- _Goal of the exercise_
For this exercise, return exactly the lines of the material below that begin at the one with "like point(364, 56)." and stop after the one with "like point(78, 3).".

- _Provided information_
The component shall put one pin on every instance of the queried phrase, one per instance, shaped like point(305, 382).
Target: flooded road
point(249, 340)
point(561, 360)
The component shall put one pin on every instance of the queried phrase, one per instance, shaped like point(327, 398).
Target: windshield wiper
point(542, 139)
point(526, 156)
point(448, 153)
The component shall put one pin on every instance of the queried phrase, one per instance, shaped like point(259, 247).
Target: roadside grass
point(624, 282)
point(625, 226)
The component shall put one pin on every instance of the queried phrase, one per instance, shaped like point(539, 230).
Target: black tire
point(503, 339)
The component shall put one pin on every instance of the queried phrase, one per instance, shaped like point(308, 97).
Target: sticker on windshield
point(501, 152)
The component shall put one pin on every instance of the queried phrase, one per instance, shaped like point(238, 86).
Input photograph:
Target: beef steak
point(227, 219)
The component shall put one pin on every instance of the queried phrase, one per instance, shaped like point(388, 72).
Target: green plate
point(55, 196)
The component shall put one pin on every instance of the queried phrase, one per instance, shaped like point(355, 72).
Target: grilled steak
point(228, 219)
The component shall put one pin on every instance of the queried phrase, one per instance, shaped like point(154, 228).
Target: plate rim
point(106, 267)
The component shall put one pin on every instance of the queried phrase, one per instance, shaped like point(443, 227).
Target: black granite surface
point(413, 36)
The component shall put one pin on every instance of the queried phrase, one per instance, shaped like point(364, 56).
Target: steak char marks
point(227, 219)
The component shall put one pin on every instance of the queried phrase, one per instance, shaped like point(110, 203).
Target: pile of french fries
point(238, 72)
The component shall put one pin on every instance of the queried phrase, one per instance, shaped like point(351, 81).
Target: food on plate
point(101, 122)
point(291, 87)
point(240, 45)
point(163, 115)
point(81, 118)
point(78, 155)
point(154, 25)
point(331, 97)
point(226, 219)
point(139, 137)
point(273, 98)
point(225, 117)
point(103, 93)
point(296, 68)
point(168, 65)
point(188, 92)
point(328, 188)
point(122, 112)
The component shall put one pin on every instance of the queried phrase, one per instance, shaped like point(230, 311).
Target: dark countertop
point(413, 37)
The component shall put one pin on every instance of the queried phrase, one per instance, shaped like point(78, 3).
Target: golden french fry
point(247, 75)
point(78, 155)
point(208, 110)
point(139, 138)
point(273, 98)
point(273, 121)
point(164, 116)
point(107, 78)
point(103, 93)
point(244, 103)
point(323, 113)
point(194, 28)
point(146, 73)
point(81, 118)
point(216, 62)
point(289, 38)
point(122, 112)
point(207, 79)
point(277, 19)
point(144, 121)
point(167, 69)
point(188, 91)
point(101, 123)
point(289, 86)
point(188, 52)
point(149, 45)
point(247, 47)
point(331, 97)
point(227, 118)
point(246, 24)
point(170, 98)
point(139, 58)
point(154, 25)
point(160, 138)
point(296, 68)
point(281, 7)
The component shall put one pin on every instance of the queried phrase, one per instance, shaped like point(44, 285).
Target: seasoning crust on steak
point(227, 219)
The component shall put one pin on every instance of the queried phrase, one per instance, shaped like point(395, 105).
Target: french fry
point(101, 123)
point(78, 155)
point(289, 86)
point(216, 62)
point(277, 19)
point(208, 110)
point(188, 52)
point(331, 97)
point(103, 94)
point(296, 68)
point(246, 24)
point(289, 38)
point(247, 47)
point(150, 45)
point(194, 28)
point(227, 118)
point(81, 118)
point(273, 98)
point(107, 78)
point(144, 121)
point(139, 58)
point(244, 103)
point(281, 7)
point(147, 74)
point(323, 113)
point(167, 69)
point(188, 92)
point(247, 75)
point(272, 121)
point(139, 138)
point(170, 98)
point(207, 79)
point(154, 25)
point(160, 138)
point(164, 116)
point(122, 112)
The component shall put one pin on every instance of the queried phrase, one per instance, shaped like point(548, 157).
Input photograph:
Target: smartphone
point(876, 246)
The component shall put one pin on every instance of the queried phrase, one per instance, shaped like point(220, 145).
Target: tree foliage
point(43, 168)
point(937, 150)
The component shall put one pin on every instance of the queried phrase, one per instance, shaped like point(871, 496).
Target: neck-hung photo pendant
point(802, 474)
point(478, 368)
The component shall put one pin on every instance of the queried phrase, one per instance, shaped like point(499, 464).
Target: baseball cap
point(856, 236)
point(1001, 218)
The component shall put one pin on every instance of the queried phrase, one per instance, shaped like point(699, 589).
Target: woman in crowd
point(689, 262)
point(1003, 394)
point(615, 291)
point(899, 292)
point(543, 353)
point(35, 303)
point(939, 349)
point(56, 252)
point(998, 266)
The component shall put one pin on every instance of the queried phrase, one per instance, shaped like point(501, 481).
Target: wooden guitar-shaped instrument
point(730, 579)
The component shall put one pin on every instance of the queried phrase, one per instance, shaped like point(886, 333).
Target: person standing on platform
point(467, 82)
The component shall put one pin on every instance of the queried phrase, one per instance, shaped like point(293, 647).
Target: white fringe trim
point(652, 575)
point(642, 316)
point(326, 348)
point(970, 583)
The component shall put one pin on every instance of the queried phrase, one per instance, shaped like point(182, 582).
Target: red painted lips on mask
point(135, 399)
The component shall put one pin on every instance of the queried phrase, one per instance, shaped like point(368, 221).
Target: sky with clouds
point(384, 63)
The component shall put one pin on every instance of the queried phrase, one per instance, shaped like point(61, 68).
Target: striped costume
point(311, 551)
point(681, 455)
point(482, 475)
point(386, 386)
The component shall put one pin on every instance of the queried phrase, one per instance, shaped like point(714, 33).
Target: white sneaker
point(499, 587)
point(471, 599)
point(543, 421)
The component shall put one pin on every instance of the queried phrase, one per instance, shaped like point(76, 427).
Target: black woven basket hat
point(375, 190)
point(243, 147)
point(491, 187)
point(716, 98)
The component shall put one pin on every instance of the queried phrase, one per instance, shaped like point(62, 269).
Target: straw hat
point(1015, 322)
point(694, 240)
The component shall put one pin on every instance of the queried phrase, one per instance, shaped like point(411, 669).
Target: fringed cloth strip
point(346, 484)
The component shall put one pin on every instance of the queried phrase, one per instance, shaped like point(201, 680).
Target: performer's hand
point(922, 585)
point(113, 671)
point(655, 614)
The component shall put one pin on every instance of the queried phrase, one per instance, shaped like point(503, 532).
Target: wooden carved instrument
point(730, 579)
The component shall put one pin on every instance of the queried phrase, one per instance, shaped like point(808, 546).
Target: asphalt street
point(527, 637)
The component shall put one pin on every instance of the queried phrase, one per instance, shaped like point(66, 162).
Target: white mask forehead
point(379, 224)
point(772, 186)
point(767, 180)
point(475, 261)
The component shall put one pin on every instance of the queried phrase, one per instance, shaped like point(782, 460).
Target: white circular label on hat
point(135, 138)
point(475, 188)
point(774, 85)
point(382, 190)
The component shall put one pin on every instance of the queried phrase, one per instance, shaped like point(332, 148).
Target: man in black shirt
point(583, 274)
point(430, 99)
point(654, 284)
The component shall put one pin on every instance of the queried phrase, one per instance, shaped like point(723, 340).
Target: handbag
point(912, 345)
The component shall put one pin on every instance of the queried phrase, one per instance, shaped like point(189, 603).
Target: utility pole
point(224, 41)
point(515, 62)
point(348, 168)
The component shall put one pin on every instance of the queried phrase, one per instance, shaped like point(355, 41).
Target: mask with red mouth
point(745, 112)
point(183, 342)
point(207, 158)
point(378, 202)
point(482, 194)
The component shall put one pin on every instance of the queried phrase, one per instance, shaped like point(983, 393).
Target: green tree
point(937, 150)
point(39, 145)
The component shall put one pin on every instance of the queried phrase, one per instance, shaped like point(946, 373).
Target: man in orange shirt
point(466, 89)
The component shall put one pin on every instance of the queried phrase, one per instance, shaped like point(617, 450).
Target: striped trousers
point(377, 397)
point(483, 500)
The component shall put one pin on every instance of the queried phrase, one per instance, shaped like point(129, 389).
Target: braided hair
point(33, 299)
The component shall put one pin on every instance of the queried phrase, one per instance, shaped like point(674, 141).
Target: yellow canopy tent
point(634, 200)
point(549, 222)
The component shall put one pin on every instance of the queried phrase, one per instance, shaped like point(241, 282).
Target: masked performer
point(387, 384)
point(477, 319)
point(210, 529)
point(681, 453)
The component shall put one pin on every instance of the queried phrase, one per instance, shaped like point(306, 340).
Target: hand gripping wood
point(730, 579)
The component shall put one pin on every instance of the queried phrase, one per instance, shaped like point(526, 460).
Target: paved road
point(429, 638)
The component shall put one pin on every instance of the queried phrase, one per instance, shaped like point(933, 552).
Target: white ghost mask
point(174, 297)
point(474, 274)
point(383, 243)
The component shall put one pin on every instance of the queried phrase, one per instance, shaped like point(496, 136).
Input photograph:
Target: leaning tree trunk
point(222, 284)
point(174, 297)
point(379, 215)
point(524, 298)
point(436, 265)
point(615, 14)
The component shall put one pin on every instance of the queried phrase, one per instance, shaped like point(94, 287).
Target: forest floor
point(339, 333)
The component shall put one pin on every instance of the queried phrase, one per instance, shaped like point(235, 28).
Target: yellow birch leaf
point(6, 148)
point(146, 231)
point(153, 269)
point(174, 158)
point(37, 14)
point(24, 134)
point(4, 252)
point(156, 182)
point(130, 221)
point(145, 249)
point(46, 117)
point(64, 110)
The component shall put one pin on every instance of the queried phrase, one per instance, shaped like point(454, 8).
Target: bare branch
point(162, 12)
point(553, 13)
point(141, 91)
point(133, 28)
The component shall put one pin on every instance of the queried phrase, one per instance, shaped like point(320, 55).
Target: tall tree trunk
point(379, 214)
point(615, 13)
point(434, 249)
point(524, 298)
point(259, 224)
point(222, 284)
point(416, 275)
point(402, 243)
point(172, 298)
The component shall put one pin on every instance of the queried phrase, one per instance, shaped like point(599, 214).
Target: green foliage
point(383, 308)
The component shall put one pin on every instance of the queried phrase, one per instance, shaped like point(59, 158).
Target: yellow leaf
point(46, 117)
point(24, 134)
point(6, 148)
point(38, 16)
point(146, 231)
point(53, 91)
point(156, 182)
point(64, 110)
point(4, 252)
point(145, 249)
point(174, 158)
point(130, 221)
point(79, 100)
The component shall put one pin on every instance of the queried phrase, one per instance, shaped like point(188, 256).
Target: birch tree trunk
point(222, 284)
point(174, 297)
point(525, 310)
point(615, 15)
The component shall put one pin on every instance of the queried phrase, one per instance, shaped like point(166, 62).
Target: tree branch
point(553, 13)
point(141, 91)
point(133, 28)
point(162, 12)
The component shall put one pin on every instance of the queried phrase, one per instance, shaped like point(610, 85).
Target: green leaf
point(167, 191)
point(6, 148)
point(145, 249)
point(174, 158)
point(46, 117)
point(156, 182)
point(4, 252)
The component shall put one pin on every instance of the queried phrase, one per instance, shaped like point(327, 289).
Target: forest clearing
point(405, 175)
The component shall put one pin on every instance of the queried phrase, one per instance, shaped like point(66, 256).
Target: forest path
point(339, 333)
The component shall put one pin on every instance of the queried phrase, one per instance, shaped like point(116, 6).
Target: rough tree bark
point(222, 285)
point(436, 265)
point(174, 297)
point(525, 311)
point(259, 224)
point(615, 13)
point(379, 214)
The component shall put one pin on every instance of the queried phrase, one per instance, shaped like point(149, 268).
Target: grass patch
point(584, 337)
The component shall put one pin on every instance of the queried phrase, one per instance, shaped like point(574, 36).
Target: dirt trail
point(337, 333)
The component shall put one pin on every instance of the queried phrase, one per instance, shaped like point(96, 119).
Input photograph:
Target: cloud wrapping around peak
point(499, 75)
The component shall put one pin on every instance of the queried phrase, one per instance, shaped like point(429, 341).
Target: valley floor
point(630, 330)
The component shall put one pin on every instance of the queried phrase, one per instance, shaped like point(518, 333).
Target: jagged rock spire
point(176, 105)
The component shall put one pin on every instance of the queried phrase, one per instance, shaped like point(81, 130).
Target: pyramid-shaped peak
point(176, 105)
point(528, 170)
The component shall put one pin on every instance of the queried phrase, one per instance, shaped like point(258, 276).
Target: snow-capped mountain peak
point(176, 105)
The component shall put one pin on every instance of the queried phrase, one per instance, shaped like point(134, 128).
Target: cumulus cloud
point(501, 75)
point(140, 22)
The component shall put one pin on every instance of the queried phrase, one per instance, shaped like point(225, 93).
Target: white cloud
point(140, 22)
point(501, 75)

- _Exercise response_
The component shall put one pin on every instance of the queried phrase, one per instance, shaped like point(364, 56).
Target: steak char marks
point(227, 219)
The component shall put one pin on every instance of the queried phrase, one per instance, shaped like point(110, 203).
Target: pile of french fries
point(238, 72)
The component shall put one pin on every instance of the queried phrase, one per instance, shaped like point(351, 81).
Target: food on plate
point(101, 122)
point(291, 87)
point(240, 45)
point(163, 115)
point(81, 118)
point(78, 155)
point(154, 25)
point(331, 97)
point(226, 219)
point(139, 137)
point(273, 98)
point(225, 117)
point(103, 93)
point(296, 68)
point(168, 65)
point(188, 92)
point(328, 188)
point(122, 112)
The component shall put one pin on every instance of the queried phrase, one per instance, shaped like point(230, 311).
Target: dark countertop
point(413, 37)
The component shall put one pin on every instance of the queried phrase, one per instance, shaped like point(78, 3).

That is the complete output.